Have you ever heard of Singles’ Day? It was initiated at the University of Nanjing in China, which in 1993 chose 11 November (each number 1 symbolises a single) as the day when young single Chinese people should meet to cultivate new relationships and bid adieu to singledom. The idea caused a sensation and over the years has mutated into the world’s most popular online shopping day, thanks to the Chinese eCommerce giant, Alibaba.
Corona online shopping frenzy
In 2009, Alibaba linked the themes of loneliness and shopping with Chinese numerology and declared “Double 11” the Global Shopping Festival. In view of the coronavirus crisis, which is giving a massive boost to online shopping, 2020 has become a year-long shopping frenzy in China. This year’s Singles’ Day has been extended to four days and total orders are worth 16 times (!) as much than Amazon’s two-day global Prime Day last month. Almost 40 million people in Southeast Asia went online for the first time during the festival – 40 million new customers at a stroke! Year on year, eCommerce in China has grown by more than 60%. Would you like to see some even more unbelievable figures? The four-day festival reported an average of 58,000 orders per second and a total gross merchandise volume of US$74 billion.
Celebration of brand loyalty and brand building
Anyone who believes that retailers are “only” interested in clearing their backlog of stock and exploiting consumers who have more time on their hands and are less likely to visit brick-and-mortar stores due to coronavirus lockdowns has failed to appreciate the dimensions of the Global Shopping Festival. Clever retailers appreciate the opportunities these special days give them to position their brands, test new brand strategies and establish themselves in consumers’ consciousnesses. 2020, the year of the pandemic, would seem to have presented companies with a perfect opportunity to break all online sales records and to spread messages about their core brand values. And the year of the pandemic is also the year par excellence for reflecting on touchpoints and the new “customer journey”. After all, the phases of the customer journey are not only becoming increasingly digital, but also much more diverse and creative.
***
Problem – Continue the Singles' Day text from where it stops.
***
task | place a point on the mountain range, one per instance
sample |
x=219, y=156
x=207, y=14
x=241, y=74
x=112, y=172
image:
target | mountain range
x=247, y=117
***
Answer section –
Customer experience reloaded
An event backed up by a robust digital cloud infrastructure and intelligent logistics, where hundreds of thousands of brands use technology creatively to not only sell items at a discount, but also create brand experiences, is like looking into the future of business relationships. The more successful a brand is at making consumers’ lives better and buying decisions easier, the more likely it is that people will engage with and buy that brand’s products and services. This has basically always been true. What is new, however, is that the brand experience has taken on a different, much more important role during the pandemic. In this context, there are some very interesting results from a recent study by the AI and analytics experts at SAS and 3Gem, which asked about people’s expectations of the customer experience. Firstly, around half of the survey’s consumers said they would be prepared to pay more for a product or service if the company offered them a good customer experience during the coronavirus crisis. And customer experience is not just a question of the availability and quality of products/services, but increasingly about how a brand lives up to its corporate and social responsibilities. The crisis has thus opened up new worlds of experience that can be served via digital channels.
The study also concludes that if companies do not react quickly to these changes in consumer expectations, for example by exploiting the power of artificial intelligence and data analytics to create more opportunities for personalised, real-time interaction and responding to customers and business partners’ values, the latter will migrate in droves.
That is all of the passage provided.